__WHAT YOU WILL DO__.
Answer these questions using the passage below about the bids for Safeway:
(a) How many grocery stores did Safeway have as at 31 March 2003?
(b) Which corporation acquired Asda, and in what month and year?
(c) In how many countries does Tesco have operations?

__PASSAGE__.
+ + + + + + +

Safeway was the fourth largest grocery retailer in the UK, measured by reported turnover. As at 31 March 2003, it had 481 grocery stores across the UK, ranging from large supermarkets to small convenience stores. The heaviest concentrations of its stores were in south-east England and Scotland. Safeway also operated 184petrol filling stations and has a 50 per cent interest in a joint venture with BP, which operates forecourt food stores in some of BP’s petrol stations. It was making a huge loss and was fast losing not only its popularity but also its profit and it needed to merge with a large company to improve its image.

The following are the supermarkets that were involved in the bid to take over Safeway:

Asda

Asda was acquired by the US corporation Wal-Mart in June 1999. Wal-Mart is the world’s largest retailer based on reported turnover, with worldwide operations and a total store portfolio of around 4,400. If its bid to acquire Safeway had been successful it would have been one of the biggest grocery stores in the world and its share profit would have been 25.9%. It would have gone over the normal limit allowed companies but it would have made a lot of profit and been more popular.

Morrisons

Morrisons was the sixth largest grocery retailer in the UK measured by reported turnover. Its stores are concentrated very largely in the North of England and across Yorkshire and the Midlands. Morrisons is unusual among the larger UK grocery retailers because of its unreasonably high prices and would have needed Safeway to be more popular among the consumers. It also needed Safeway in order to become as big as companies like Tesco. Its share profit without Safeway would have been 6.1% and with Safeway would have been 15.9%.

Sainsbury’s

Sainsbury’s was the second largest grocery retailer in the UK, measured on the basis of reported turnover but it was also not popular among the consumers and needed to boost its image. However, while Asda and Morrisons have mostly stores over 1,400 sq metres in size, Sainsbury’s has a more varied store portfolio with many smaller stores as well but it wasn’t popular among the people and was gradually losing popularity among grocery shoppers. Also it needed to be able to measure up to the other big companies.

Tesco

Tesco is the largest grocery retailer in the UK, measured by reported turnover, and had 779 stores with an average sales area of about 2,800 sq metres. Tesco has operations in ten countries across Europe and Asia. They only wanted Safeway because they wanted to stop others getting it and their share profit was already 25.8%.

Phillip Green

There was a minor party known as Trackdean owned by Philip Green and his family. Philip Green was the billionaire owner of BHS and Top shop. He had little experience in food retailing but managed to rescue BHS from its frumpy image and turned it back into one of the nations staple clothing suppliers. He dropped the battle over Safeway.

Without Safeway their share of the market would have been Morrisons 6.1%, Sainsbury’s 16.1%, Asda 16.7% and Tesco26.8 % and with Safeway their share would have been Morrisons 15.6%, Sainsbury’s 25%, Asda 16.7% and Tesco was already over 25%.

The 25% rule is basically a business rule which states that if a company’s share goes over 25% it is likely to be investigated by the Competition Commission and the Commission will not allow a merger with that company. This rule is used because it helps to make sure that companies do not become too powerful. The only company’s that would have gone over the 25% rule were Sainsbury’s, Asda and Tesco.

+ + + + + + +

__DATASET EXTRACT__.

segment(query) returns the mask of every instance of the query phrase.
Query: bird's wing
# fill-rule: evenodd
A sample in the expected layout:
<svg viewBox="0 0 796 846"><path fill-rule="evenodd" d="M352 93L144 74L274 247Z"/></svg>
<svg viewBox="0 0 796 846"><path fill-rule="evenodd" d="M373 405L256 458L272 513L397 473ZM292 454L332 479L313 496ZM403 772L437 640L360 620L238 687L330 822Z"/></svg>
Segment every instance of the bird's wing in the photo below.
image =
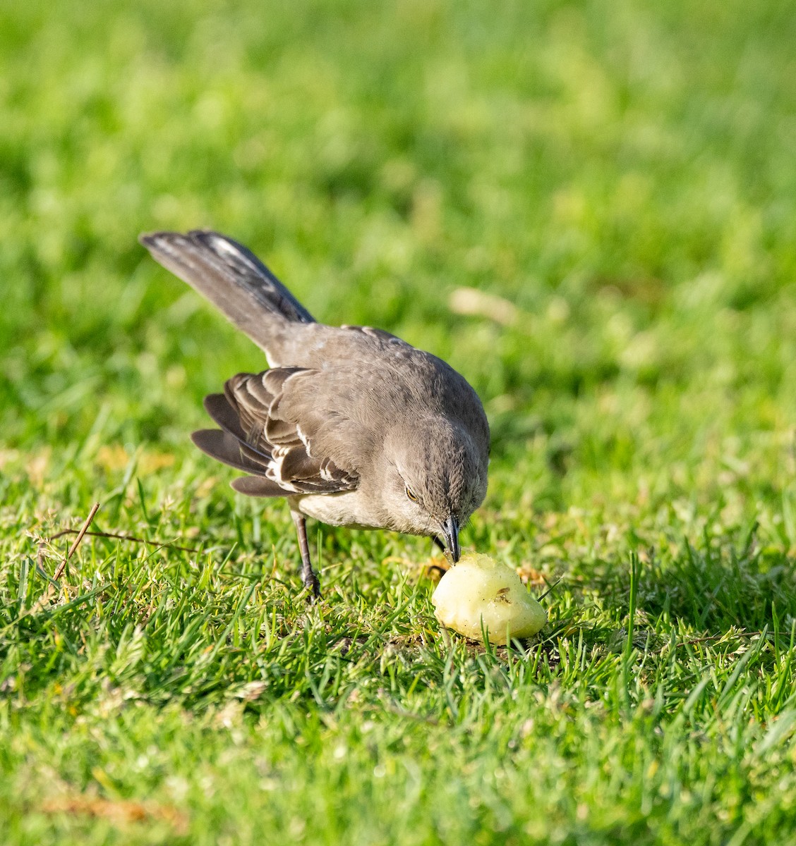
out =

+ + + + + + +

__COMPLETE OUTPUT__.
(a) 481
(b) Wal-Mart, in June 1999
(c) Ten